- ENUNCIADO -
Enumera, sin repetir y en el orden en que intervienen por primera vez, los nombres de usuario de quienes publican en el hilo de más abajo sobre la traducción de «de-oiled flax seed».

# de-oiled flax seed



## amianto

*De-oiled flax seed*

Tema: Contenido de Suplementos alimenticios

Podría ser semilla de lino monoinsaturada?

Gracias por la ayuda


----------



## sstsstsst

Monoinsaturada es un adjetivo que se aplica *solo* a las grasas, aceites y otros compuestos orgánicos de carbono en el contexto de la química, no se puede aplicar a semillas.


----------



## vicdark

Suena a semilla de lino a la que se le ha extraído el aceite.

Just my 2 centavos.


----------



## Hakuna Matata

vicdark said:


> Suena a semilla de lino a la que se le ha extraído el aceite.


Lo mismo creo yo.


----------



## sstsstsst

Me suena a algún proceso parecido al que se hace con las aceitunas, que se muelen y refinan para extraerles el aceite de oliva.

Yo diría que podría ser *linaza refinada.*


----------



## vicdark

Cuando a la soya (soja para los más castizos) se le extrae el aceite, lo que queda es la torta de soya. Por analogía también existe la *torta de linaza.*

http://www.aceitesdesemillas.com/es/tortas-harinas.php


----------



## amianto

Muchas gracias a todos. Creo que refinada es lo adecuado.

Feliz Año


----------



## LeoLeo9

De-oiled literalmente sería desgrasado.
Refinado sería el adjetivo a aplicar al aceite no a la semilla en sí misma, hablas de un proceso de obtención de aceite o de la obtención de semillas especiales?

- REGISTROS APORTADOS -
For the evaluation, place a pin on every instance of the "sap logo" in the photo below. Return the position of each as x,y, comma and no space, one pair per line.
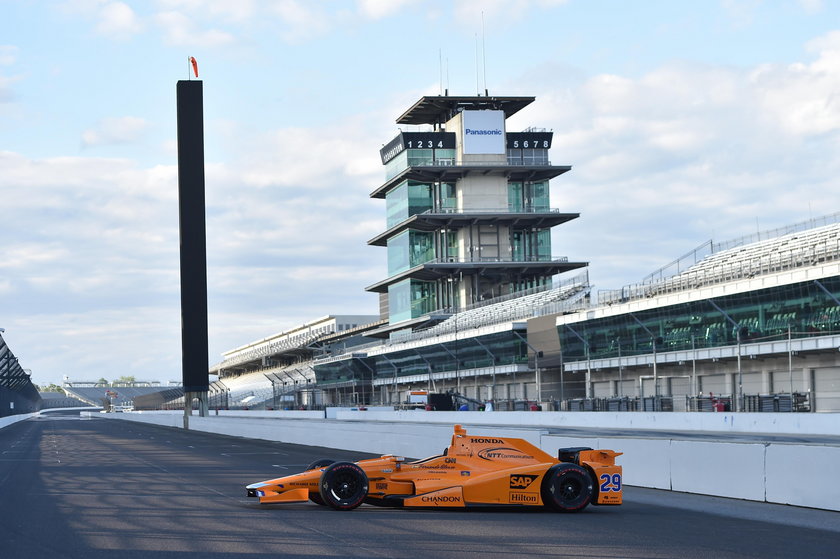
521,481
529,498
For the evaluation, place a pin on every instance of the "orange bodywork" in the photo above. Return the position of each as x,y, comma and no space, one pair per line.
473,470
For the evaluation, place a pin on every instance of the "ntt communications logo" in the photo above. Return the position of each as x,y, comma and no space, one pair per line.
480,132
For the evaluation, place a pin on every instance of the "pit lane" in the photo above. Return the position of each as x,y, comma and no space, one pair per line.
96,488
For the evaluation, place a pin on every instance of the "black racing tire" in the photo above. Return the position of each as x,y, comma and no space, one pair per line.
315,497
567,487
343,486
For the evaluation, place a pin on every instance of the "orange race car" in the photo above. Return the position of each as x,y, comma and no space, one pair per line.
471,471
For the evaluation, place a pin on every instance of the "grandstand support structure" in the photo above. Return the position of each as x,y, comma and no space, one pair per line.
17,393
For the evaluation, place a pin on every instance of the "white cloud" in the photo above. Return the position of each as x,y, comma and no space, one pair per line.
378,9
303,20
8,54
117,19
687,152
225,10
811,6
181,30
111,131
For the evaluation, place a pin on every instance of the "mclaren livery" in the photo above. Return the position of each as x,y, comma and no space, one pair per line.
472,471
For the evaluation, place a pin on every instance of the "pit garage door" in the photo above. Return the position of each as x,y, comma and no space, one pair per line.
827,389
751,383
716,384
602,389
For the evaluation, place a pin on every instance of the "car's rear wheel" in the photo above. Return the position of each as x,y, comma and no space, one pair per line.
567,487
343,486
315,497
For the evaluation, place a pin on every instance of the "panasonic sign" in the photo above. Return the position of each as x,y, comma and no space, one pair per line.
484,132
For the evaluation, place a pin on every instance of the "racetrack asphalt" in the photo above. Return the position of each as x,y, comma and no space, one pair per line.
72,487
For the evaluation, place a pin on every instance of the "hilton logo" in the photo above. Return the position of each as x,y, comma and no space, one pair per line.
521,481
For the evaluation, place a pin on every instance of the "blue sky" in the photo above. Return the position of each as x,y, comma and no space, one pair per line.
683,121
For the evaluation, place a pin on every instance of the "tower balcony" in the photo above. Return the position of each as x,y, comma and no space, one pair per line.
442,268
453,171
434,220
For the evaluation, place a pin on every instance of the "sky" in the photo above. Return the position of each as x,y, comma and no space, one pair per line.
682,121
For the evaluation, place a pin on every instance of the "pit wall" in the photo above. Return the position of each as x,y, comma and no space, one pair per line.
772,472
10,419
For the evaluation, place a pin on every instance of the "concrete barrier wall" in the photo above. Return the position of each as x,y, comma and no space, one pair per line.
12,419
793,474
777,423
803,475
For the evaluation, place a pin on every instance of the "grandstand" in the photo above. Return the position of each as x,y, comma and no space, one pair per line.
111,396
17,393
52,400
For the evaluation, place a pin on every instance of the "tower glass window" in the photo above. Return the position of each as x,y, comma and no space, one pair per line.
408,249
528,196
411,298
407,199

- SOLUCIÓN DEL EJERCICIO -
amianto, sstsstsst, vicdark, Hakuna Matata, LeoLeo9